• _REQUEST_
Carry on the text about the Ihumātao land struggle from where it stops.

• _SOURCE TEXT_
=====

In Aotearoa (1), one of the major forms of social struggle is the indigenous Māori (2) struggling to reclaim the land stolen from them by the New Zealand colonial government as part of the capitalist settler colonisation of Aotearoa (3). Since 2015, the greatest land struggle in a decade has been happening at Ihumātao (4) in Tāmaki Makaurau/Auckland (5), where Māori and non-Māori from the Save Our Unique Landscape/SOUL (6) campaign have been occupying the land to stop the capitalist construction firm Fletchers from beginning a socially and environmentally harmful housing development (7) and return the land to mana whenua (8). This land struggle is the most recent event in Ihumātao’s long history.
800 years ago, Ihumātao was one of the first places where Māori arrived and established settlements in Aotearoa, in the area now known as the Ōtuataua Stonefields (9). There, they cultivated 8,000 hectares of land to grow kūmara, taro, yams and gourds to feed themselves and later the British settlers/Pākehā (10) when they began to colonise Tāmaki Makaurau to create Auckland following the signing of Te Tiriti O Waitangi (11) between some Māori hapū/sub-tribes (12) and the British Empire. However, such co-operation between Māori and Pākehā did not last, as the drive to accumulate capital inherent to capitalism led to the New Zealand government using various means to transform communal Māori land into state and private land, including the Native Land Court, land sales and war, in Aotearoa’s version of the enclosure of the commons (13).
When the Waikato War, part of the broader New Zealand Wars (14), began in 1863 between the New Zealand Government, led by Governor George Grey, their Māori allies the Kūpapa/Queenitanga (15) and the Kingitanga/King movement (16) that wanted Te Tiriti to be honoured, a British official was sent to Ihumātao and demanded that the Māori there take an oath of allegiance to the Crown and give up arms or be expelled to the Waikato (17). The Māori there refused, and in response the Crown illegally confiscated Ihumātao (18) and in 1869 gave it to the Pākehā family the Wallace’s to be developed into a capitalist farm, while the Māori there were left landless and destitute.

=====

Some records
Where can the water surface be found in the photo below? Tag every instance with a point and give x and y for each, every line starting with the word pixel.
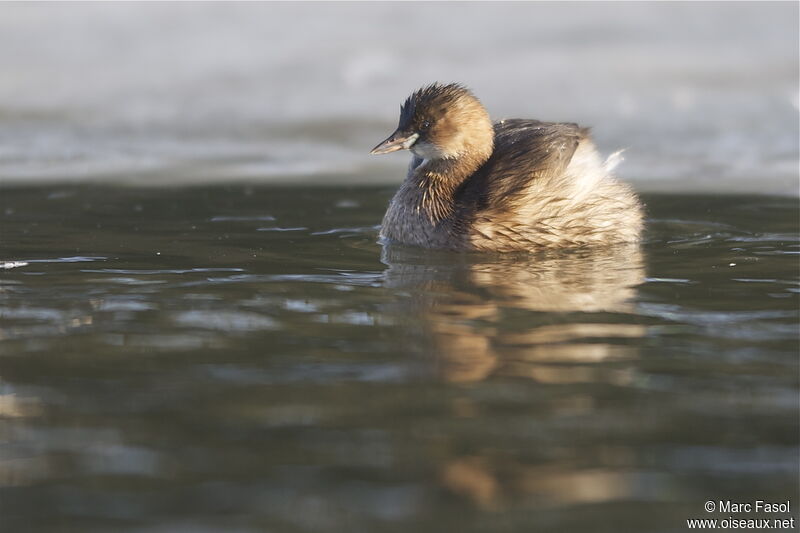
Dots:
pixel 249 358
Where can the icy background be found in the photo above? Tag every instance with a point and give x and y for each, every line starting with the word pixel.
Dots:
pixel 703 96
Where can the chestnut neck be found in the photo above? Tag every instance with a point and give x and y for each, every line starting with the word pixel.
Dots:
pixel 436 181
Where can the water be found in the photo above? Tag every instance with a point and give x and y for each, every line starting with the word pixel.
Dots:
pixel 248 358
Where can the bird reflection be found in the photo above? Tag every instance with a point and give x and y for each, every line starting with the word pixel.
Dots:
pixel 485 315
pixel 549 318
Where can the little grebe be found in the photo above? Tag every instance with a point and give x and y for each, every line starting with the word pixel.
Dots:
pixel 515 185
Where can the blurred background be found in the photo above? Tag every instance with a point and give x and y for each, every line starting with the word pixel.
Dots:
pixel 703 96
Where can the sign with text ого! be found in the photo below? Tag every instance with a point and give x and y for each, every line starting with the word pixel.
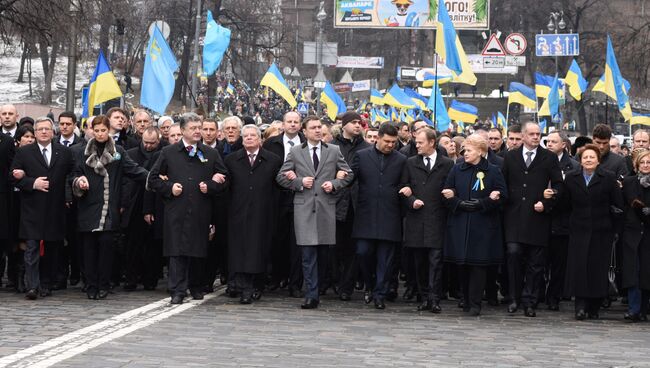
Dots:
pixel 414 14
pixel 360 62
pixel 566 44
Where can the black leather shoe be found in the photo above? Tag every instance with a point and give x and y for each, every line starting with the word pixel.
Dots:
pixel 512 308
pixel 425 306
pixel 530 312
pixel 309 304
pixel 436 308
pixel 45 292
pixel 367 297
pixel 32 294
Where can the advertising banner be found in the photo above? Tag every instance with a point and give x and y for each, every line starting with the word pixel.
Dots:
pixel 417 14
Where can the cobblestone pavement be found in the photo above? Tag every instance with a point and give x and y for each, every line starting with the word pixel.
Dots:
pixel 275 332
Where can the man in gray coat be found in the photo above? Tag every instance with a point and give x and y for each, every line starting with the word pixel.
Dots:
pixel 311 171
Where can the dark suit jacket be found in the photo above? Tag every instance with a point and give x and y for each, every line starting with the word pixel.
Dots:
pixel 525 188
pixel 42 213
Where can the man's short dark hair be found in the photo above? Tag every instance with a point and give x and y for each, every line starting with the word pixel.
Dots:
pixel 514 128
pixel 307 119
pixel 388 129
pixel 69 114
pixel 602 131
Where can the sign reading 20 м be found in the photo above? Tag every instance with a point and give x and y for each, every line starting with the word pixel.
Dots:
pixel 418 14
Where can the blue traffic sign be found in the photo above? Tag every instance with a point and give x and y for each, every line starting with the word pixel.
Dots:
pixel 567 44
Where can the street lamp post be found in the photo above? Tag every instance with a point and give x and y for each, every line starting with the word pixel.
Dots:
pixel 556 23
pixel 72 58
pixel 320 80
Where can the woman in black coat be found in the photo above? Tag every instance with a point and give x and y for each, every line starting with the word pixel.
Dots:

=====

• _THE RESPONSE_
Over the course of the 20th century, while the Wallace’s were running their farm, in the surrounding land (19) from 1960 to 2000 the Māngere Wastewater Treatment Plant was built, polluting the air, water and sea bed, volcanoes are quarried for airport construction and Auckland’s road network. In 2009, Auckland Airport’s second runway construction leads to the bulldozing of a 600 year old urupā/grave site (20) on the Manukau Harbour foreshore, unearthing 89 graves. In 2012, Auckland Council tried to make the land a public space, but this was challenged in the Environment Court (21) and they had to rezone the land for future economic development. In February 2014, the local iwi/tribe Te Kawerau ā Maki (22) signed a treaty settlement (23) with the Government (24) to settle breaches of Te Tirti by the Government. In July 2014, the Government and Auckland Council designated 32 hectares adjacent to the Otuataua Stonefields Historic Reserve as Special Housing Area/SHA 62 (25) for a future housing development.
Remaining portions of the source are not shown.